__Given passage__.
— start —

# 04 vs. 05



## Silver Bullet (Aug 3, 2006)

I tried looking for something close to what I was asking but I had no luck so...

What is the difference between the 04 and 05 besides the 5.7 and then 6.0
I heard the 04's had some bugs but I could be totally wrong. I just want to know if it is worth spending 3 grand more for an 05 besides the fact that it is newer and has 50 more hp. By the way what ways are there of putting the 04's 5.7 close to the out put of the 05 6.0? Anything else you feel like tellin me about mods and or pros and cons of the 04 to the 05 also tips for buying a used one would be helpful ...Thanks


----------



## SJAndrew (Sep 28, 2004)

'05 has:

- LS2 Engine versus LS1
- Larger brakes (significantly larger) with painted calipers
- Split dual exhaust (instead of both pipes exiting the driver's side)
- Hood scoops (non functional)

The LS1 5.7 engine is a very nice engine with tons of aftermarket mods. It can easily be made to make more HP than the LS2 (with money of course, and a voided warranty). I think the 2005 or 2006 would be the better bet, but the 2004 is still very nice.


----------



## PEARL JAM (Sep 6, 2005)

As for the bugs, I see more 05's come through my shop with software issues than 04's. (no offence to any owners)


----------



## 04goatgirl (Jan 15, 2005)

I've owned my 04 since 6/04 bought it brand new. The only problems I have had were minimal. The door lock actuator needed replace on drivers side and a plastic cover on passenger side under dash came loose and was replace all under warranty.


----------



## Duey62 (Aug 2, 2006)

What about 0-60 times . Are the 05's significantly much faster or is there little difference . Sorry for the igrorence .


----------



## GTO JUDGE (May 14, 2005)

Duey62 said:


> What about 0-60 times . Are the 05's significantly much faster or is there little difference . Sorry for the igrorence .


*The 6.0's are a little faster....not significantly. Seriously speaking though, how fast do you want to go from red light to red light?

The 0-60 is part of the measurement of the performance of the car. I wouldn't purchase a car based on..... is it much faster than the other? Unless of course if I planned on racing it.

Used 04's are bringing pretty good resale prices, and so are 05's.

As far as options, there are numerous changes from the 04-06's. They all get up and GOOOO though, and the 1/4 times are not that significiant . The check book is what I base my 0-60 times on.  
*


----------



## 04JRB (Apr 7, 2006)

a full bolt on ls1 will get to about what an 05,06 will put out. I dont think it would void your warranty, depending on your dealership, as you wont be changing the internals.

long tube headers
cat back system
cold air intake
underdrive pulley
and most importantly ...a good tune.

by the time you spend the roughly $3000 for those mods, might as well by the 05,06. by the way, the prices are NOT installed prices.


----------



## mbryan (Jan 27, 2006)

Mine is an 04. I just feel a little more comfortable knowing that my gas pedal is actually connected to the throttle body and a software gremlin isn't going to mess with me. I'm not too sure about that fly by wire stuff.

— end —

__Dataset records__.
— start —

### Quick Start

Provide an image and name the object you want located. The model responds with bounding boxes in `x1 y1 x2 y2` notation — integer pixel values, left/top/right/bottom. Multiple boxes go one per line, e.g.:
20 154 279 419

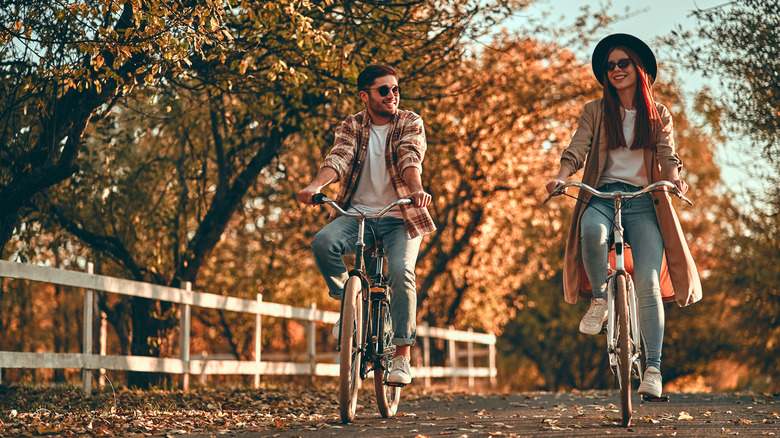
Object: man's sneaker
580 298 607 335
332 318 341 339
387 356 412 385
639 367 663 397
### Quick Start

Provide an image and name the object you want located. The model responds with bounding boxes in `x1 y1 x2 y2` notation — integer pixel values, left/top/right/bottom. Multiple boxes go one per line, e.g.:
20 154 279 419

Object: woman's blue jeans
580 183 664 370
311 216 422 345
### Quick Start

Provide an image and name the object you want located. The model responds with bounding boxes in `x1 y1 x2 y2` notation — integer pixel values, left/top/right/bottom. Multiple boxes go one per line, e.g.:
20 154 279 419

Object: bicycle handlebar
311 193 412 219
542 181 693 205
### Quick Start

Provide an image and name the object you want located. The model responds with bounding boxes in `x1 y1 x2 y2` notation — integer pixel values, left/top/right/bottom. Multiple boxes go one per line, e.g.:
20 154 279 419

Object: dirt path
174 391 780 438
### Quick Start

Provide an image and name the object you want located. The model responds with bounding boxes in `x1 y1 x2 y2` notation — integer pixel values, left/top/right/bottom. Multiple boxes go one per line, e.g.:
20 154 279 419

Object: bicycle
312 193 412 423
544 181 693 427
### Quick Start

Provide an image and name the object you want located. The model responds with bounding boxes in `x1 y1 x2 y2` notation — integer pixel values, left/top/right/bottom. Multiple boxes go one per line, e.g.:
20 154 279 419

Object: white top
348 123 403 219
596 110 650 187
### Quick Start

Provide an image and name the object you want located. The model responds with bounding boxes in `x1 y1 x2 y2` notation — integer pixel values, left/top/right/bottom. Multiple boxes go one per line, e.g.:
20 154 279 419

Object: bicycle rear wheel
615 273 632 427
374 303 401 418
339 276 363 423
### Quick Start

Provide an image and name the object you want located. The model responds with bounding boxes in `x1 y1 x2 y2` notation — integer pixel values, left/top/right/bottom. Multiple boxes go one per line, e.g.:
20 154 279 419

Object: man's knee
311 230 334 255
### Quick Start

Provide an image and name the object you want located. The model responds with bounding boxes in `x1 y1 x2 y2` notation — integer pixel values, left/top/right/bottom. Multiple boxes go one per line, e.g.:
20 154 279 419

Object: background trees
669 0 780 390
0 0 778 389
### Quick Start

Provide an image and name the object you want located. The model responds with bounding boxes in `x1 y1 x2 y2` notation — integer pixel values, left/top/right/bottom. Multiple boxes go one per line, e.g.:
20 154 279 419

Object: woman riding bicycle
545 34 701 397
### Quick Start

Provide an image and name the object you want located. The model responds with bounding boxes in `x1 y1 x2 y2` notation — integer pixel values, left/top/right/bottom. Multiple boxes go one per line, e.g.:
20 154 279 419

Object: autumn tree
6 0 523 384
667 0 780 388
0 1 227 256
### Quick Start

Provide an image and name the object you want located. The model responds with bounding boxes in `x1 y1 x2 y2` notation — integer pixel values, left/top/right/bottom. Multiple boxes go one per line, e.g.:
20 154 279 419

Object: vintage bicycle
544 181 693 427
312 193 412 423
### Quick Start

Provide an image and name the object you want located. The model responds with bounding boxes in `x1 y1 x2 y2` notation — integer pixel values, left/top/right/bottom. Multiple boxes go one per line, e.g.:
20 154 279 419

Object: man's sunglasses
604 58 631 71
366 85 401 97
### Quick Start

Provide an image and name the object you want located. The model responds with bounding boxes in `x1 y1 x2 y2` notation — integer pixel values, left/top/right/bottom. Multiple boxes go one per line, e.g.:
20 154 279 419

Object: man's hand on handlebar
409 190 431 208
298 186 320 205
544 179 568 195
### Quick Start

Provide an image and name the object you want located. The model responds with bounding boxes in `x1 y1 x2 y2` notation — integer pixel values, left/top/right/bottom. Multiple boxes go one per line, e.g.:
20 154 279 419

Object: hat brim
590 33 658 85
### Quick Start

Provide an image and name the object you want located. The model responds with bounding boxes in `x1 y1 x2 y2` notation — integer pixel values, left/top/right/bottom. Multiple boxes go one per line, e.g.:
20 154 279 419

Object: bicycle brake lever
311 193 327 205
542 184 563 205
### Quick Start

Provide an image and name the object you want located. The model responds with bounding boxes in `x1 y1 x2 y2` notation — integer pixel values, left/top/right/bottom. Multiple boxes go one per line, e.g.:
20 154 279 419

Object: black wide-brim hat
590 33 658 85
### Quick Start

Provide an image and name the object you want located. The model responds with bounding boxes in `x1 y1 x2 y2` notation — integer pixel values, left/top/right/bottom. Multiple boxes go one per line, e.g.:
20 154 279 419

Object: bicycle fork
607 198 642 382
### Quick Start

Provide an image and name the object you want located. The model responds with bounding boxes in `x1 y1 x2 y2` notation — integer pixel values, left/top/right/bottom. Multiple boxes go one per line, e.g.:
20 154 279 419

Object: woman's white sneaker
639 367 663 397
387 356 412 385
580 298 607 335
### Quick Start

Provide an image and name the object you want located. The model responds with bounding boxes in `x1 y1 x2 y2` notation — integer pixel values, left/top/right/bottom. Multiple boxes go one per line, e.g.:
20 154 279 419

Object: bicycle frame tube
612 198 626 272
355 217 366 272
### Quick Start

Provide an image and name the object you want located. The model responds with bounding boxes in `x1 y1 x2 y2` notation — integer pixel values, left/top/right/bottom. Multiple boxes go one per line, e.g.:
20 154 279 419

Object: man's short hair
358 64 398 92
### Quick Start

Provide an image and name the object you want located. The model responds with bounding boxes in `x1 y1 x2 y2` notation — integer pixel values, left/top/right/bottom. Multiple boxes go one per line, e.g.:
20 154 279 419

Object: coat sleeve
655 103 682 175
561 101 600 175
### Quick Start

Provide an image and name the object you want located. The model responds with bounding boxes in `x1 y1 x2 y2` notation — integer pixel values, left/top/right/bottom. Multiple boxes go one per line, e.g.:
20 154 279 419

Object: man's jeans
311 216 422 345
580 183 664 370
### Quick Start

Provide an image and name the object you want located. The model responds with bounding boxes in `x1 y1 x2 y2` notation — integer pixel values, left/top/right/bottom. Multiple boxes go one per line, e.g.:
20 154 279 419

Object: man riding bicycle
298 65 436 384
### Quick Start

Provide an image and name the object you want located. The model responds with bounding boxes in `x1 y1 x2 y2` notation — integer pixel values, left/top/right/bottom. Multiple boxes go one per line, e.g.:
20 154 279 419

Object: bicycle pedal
642 395 669 403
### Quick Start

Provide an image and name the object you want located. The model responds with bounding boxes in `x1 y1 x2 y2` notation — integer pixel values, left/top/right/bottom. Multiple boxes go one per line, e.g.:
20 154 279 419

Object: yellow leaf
677 411 693 421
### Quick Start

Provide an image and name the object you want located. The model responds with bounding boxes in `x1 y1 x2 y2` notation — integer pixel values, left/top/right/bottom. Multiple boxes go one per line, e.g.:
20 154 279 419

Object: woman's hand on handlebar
409 190 431 208
669 178 688 195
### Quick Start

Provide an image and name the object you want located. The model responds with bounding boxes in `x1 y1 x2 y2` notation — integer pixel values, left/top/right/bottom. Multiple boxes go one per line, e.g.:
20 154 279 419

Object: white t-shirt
349 123 403 219
597 110 650 187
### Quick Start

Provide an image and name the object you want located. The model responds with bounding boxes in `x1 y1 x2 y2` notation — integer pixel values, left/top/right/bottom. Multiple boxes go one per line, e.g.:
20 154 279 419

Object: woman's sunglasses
604 58 631 71
366 85 401 97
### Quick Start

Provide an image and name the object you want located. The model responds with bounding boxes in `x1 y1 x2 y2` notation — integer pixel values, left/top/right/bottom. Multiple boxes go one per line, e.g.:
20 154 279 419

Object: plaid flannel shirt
321 110 436 238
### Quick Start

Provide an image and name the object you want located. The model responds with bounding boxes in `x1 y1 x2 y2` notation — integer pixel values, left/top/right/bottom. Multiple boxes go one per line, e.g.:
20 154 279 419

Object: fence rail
0 260 496 393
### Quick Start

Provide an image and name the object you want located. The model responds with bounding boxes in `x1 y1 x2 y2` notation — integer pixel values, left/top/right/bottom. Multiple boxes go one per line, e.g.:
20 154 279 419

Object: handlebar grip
311 193 325 204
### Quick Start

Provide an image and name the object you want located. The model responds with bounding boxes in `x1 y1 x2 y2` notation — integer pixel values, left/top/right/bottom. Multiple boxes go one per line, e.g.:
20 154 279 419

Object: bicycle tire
339 276 363 423
615 272 632 427
374 303 401 418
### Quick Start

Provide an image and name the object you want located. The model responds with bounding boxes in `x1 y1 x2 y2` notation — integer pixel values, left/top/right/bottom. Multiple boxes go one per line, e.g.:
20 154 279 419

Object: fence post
98 312 108 388
488 336 496 388
179 281 192 391
255 294 263 389
81 262 95 395
306 303 317 379
466 327 474 389
447 326 458 386
423 321 431 388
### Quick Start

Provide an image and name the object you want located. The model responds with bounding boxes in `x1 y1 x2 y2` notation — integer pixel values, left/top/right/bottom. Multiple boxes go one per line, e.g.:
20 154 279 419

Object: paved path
177 391 780 438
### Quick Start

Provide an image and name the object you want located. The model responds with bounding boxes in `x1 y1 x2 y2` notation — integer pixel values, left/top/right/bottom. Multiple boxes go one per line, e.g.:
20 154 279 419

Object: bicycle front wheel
615 273 632 427
339 276 363 423
374 303 401 418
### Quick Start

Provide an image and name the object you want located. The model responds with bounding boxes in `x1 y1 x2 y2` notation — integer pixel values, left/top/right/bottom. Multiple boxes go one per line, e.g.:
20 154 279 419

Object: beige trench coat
561 99 702 307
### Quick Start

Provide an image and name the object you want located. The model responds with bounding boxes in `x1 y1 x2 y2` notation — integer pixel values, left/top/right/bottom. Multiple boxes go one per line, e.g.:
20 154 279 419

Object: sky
508 0 760 195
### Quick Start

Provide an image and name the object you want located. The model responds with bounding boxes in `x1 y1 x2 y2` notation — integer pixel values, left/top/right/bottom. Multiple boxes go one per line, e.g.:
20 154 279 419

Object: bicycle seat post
355 217 366 272
613 194 626 271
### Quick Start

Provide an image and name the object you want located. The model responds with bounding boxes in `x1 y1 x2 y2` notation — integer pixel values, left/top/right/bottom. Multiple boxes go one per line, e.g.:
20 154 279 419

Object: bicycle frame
607 196 642 383
544 181 693 427
312 193 412 423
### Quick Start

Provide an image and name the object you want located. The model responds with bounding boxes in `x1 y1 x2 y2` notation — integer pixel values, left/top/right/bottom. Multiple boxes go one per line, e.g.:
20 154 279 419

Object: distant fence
0 260 496 394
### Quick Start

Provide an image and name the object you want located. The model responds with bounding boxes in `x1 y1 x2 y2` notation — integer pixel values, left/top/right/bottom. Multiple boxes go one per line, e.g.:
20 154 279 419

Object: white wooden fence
0 260 496 394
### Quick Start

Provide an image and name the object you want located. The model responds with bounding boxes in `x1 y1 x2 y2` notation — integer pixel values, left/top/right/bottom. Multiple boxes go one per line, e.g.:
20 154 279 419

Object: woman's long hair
603 46 663 150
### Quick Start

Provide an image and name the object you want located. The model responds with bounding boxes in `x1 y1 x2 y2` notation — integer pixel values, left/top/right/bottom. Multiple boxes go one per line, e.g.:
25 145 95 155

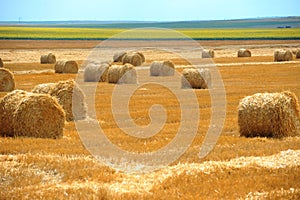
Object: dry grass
0 39 300 199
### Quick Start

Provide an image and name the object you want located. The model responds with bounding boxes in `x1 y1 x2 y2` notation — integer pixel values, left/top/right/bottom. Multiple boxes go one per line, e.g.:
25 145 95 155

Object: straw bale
13 93 65 138
41 55 48 64
136 52 146 63
0 68 15 92
181 69 211 89
48 53 56 64
202 49 215 58
296 50 300 58
238 91 300 138
32 80 87 121
54 60 66 73
41 53 56 64
0 90 28 136
238 49 251 57
274 49 293 62
31 83 55 94
108 63 137 84
122 52 145 66
113 51 126 62
150 61 162 76
83 63 110 82
63 60 78 74
54 60 78 74
150 60 175 76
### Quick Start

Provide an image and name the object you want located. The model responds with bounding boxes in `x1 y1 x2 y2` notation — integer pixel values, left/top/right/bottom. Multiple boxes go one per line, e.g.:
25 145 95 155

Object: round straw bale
136 52 146 63
0 58 3 68
202 49 215 58
181 69 211 89
130 53 143 66
41 53 56 64
238 49 251 57
54 60 66 73
31 83 55 94
13 93 65 138
0 68 15 92
0 90 28 136
41 55 48 64
274 49 293 62
83 63 110 82
47 53 56 64
113 51 126 62
296 50 300 58
122 53 145 66
150 61 162 76
238 92 299 138
63 60 78 74
107 63 137 84
54 60 78 74
32 80 87 121
161 60 175 76
150 60 175 76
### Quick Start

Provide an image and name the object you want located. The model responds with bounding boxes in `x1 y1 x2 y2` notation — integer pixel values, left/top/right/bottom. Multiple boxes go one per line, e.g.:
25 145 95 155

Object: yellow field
0 27 300 39
0 41 300 199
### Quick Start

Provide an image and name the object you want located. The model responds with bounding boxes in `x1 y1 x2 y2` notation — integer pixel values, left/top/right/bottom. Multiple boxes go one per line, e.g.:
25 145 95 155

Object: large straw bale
181 69 211 89
238 91 300 138
296 50 300 58
113 51 126 62
202 49 215 58
0 68 15 92
0 90 65 138
54 60 78 74
122 52 145 66
238 49 251 57
41 53 56 64
54 60 66 73
0 90 28 136
136 52 146 63
108 63 137 84
150 60 175 76
83 63 110 82
274 49 293 62
13 93 65 138
32 80 87 121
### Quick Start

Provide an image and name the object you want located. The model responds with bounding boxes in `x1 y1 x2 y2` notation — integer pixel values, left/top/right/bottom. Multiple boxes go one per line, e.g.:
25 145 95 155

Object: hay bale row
41 53 56 64
54 60 78 74
122 52 145 66
32 80 87 121
0 90 65 138
0 68 15 92
202 49 215 58
238 91 299 138
0 58 4 68
107 63 137 84
181 69 211 89
274 49 293 62
237 49 251 57
83 63 110 82
150 60 175 76
113 51 127 62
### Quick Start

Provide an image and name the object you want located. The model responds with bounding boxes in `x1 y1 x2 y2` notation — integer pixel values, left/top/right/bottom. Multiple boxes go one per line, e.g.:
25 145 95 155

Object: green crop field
0 26 300 40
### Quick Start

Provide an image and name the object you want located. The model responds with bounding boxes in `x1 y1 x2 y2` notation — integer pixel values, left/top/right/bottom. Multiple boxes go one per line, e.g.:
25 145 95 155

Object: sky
0 0 300 21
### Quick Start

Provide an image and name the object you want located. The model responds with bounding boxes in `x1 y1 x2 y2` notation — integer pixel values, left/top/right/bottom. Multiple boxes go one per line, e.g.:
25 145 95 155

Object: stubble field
0 40 300 199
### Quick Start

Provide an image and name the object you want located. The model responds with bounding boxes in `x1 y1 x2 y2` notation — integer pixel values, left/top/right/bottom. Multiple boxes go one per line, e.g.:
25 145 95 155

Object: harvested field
0 41 300 199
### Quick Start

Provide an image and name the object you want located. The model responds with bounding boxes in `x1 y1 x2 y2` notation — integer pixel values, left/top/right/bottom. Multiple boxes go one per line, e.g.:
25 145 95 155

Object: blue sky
0 0 300 21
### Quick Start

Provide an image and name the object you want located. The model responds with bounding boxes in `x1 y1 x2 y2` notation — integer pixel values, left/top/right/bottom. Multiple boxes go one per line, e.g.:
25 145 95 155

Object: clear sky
0 0 300 21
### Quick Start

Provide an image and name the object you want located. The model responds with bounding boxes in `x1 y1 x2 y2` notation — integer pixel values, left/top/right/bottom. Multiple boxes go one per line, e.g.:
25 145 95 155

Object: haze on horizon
0 0 300 21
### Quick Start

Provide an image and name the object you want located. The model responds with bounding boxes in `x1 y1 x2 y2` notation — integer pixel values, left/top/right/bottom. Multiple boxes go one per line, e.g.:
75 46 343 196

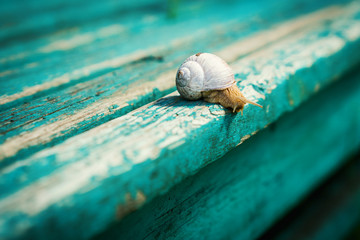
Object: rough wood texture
96 67 360 240
0 3 360 239
0 1 350 166
259 152 360 240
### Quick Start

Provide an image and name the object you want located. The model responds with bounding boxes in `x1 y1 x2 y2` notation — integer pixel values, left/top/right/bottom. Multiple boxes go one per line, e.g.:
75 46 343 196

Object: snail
176 53 262 114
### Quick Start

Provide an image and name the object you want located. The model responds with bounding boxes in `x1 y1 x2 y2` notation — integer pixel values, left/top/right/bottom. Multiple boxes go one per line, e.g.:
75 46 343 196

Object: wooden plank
94 68 360 240
0 2 349 165
259 154 360 240
0 0 160 46
0 4 360 238
0 1 346 104
94 71 360 240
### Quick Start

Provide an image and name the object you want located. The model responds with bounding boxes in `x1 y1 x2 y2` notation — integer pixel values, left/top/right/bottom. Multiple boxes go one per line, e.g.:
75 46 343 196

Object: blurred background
0 0 360 240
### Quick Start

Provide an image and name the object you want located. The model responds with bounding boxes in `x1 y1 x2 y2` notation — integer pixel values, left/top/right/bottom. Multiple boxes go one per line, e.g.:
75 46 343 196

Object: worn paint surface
0 0 354 165
259 154 360 240
0 1 360 238
95 71 360 240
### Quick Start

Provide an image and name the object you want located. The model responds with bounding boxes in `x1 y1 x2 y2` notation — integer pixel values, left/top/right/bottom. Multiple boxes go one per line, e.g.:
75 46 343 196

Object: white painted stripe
0 2 357 161
0 3 360 218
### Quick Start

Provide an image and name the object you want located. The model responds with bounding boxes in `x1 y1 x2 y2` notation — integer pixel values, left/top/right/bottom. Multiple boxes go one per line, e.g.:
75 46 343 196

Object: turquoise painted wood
0 3 360 239
0 0 360 239
95 69 360 240
0 3 360 201
0 2 354 165
259 152 360 240
0 0 356 165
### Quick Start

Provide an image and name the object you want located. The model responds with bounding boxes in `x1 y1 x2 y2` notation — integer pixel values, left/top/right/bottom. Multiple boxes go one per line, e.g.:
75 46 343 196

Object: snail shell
176 53 235 100
176 53 262 113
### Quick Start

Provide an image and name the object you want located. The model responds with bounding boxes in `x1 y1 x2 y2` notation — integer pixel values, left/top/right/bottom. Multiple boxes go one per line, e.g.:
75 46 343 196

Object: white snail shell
176 53 235 100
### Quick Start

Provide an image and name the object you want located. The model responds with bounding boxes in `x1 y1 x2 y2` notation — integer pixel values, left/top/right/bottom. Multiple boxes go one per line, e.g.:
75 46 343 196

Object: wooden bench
0 0 360 239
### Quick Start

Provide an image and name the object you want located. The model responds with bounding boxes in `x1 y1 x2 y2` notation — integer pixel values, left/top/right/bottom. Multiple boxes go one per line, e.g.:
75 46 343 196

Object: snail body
176 53 262 113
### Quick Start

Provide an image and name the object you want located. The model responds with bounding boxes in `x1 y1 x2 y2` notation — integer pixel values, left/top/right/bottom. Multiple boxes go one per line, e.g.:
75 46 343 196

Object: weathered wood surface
0 1 352 165
96 68 360 240
0 3 360 238
259 152 360 240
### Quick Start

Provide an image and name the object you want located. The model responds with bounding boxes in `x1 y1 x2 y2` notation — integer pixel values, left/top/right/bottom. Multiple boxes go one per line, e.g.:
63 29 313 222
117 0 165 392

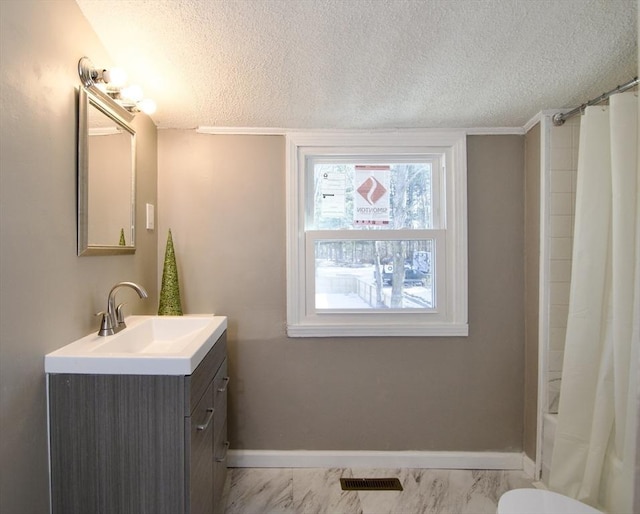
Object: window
287 131 468 337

— end —

__Required work__.
- A) Can you rewrite the paragraph in the 04 vs. 05 thread that begins "The LS1 5.7 engine is a very nice engine" more briefly, keeping its main facts?
- B) Could you carry the 04 vs. 05 thread forward with a new reply that follows its last post?

__Per-task answers__.
- A) The LS1 5.7 is a very nice engine with many aftermarket mods. With enough money, and at the cost of the warranty, it can easily be made to produce more HP than the LS2. The 2005 or 2006 is probably the better bet, but the 2004 is still very nice.

- B)
----------



## goatballs (Sep 18, 2005)

Love your avatar - can you teach my dog how to do that? I also have a MB 04 and love it. 

also - for the record, I have never driven an 05 or 06 so I couldn't comment on the seat-of-the-pants difference between the 04 and 06, but I do like the *lack of* non-functional hood scoops on the 04.


----------



## mbryan (Jan 27, 2006)

Sorry, I didn't teach him that. He did it all on his own?????:lol:


----------



## PEARL JAM (Sep 6, 2005)

I own an 04 m6 and have driven many 05s and 06s. The ls2 is NOTICABLY faster than the ls1. (I'm slowly catching up, though. Mod after mod, dollar after dollar.)


----------



## Silver Bullet (Aug 3, 2006)

Well I only have 1 stop light to worrie about... If that tells you anything

Okay so the biggest difference of corse is the .3 L bigger engine... but everything else can be changed... like I can put the bigger brakes, functional hood, and duals...right? 
The thing is in the long run yes when buying an 04 and moding it you are going to be spending just as much money as buying the 05 but the thing is someone in my situation might not have that 3 extra grand in my hand right this moment thats kinda my problem...
Plus i'm thinking I will always be behind the 05-06 by 50hp like if I had mods on the 04 then an 05 could pull up with the same mods as me and have that 50 hp more... know what i'm trying to say

A thought just occured to me... What kind of cars have you guys seen on the street with more than 400hp I can only think of the new Vett and possibly that new Hemi in the charger?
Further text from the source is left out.